RECORD SET:
== == ==

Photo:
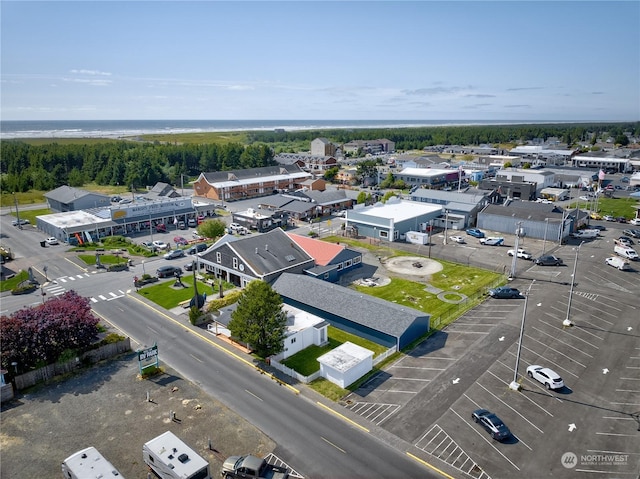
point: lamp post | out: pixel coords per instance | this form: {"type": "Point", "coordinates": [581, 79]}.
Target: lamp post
{"type": "Point", "coordinates": [515, 385]}
{"type": "Point", "coordinates": [512, 275]}
{"type": "Point", "coordinates": [567, 321]}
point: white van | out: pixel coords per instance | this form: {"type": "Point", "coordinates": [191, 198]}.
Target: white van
{"type": "Point", "coordinates": [626, 252]}
{"type": "Point", "coordinates": [617, 262]}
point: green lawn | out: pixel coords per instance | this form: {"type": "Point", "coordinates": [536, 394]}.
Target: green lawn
{"type": "Point", "coordinates": [9, 284]}
{"type": "Point", "coordinates": [616, 206]}
{"type": "Point", "coordinates": [166, 296]}
{"type": "Point", "coordinates": [306, 361]}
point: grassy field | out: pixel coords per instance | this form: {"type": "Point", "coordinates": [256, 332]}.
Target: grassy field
{"type": "Point", "coordinates": [615, 206]}
{"type": "Point", "coordinates": [164, 294]}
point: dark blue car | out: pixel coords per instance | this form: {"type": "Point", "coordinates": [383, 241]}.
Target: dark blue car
{"type": "Point", "coordinates": [475, 232]}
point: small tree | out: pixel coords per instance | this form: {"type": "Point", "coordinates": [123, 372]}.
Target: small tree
{"type": "Point", "coordinates": [259, 319]}
{"type": "Point", "coordinates": [212, 228]}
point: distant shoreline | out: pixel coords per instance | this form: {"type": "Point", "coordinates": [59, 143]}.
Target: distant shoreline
{"type": "Point", "coordinates": [131, 129]}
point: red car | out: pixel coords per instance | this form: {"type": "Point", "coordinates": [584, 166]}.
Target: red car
{"type": "Point", "coordinates": [180, 241]}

== == ==

TASK INSTRUCTIONS: Return every one of the rows above word for word, omitting the pictures.

SOLUTION TO THIS TASK:
Photo:
point: lamp post | out: pixel coords per instance | this form: {"type": "Point", "coordinates": [581, 79]}.
Target: lamp post
{"type": "Point", "coordinates": [515, 385]}
{"type": "Point", "coordinates": [512, 275]}
{"type": "Point", "coordinates": [567, 321]}
point: white van | out: pixel coords per instance | this form: {"type": "Point", "coordinates": [191, 198]}.
Target: white van
{"type": "Point", "coordinates": [626, 252]}
{"type": "Point", "coordinates": [617, 262]}
point: green lawn | out: pixel coords per instance | this form: {"type": "Point", "coordinates": [536, 394]}.
Target: green lawn
{"type": "Point", "coordinates": [9, 284]}
{"type": "Point", "coordinates": [616, 206]}
{"type": "Point", "coordinates": [166, 296]}
{"type": "Point", "coordinates": [306, 361]}
point: grassy field | out: pixel coords per instance | this form: {"type": "Point", "coordinates": [256, 332]}.
Target: grassy field
{"type": "Point", "coordinates": [615, 206]}
{"type": "Point", "coordinates": [164, 294]}
point: dark blue car | out: pixel coords per instance | this form: {"type": "Point", "coordinates": [383, 241]}.
Target: dark blue car
{"type": "Point", "coordinates": [475, 232]}
point: small tree | out: pixel coords per instance | this form: {"type": "Point", "coordinates": [123, 372]}.
Target: small tree
{"type": "Point", "coordinates": [259, 319]}
{"type": "Point", "coordinates": [212, 228]}
point: distant shoreline | out: pixel coords per instance | this form: {"type": "Point", "coordinates": [59, 143]}.
Target: distant shoreline
{"type": "Point", "coordinates": [131, 129]}
point: red car | out: pixel coords per instance | this form: {"type": "Point", "coordinates": [584, 166]}.
Target: red car
{"type": "Point", "coordinates": [180, 241]}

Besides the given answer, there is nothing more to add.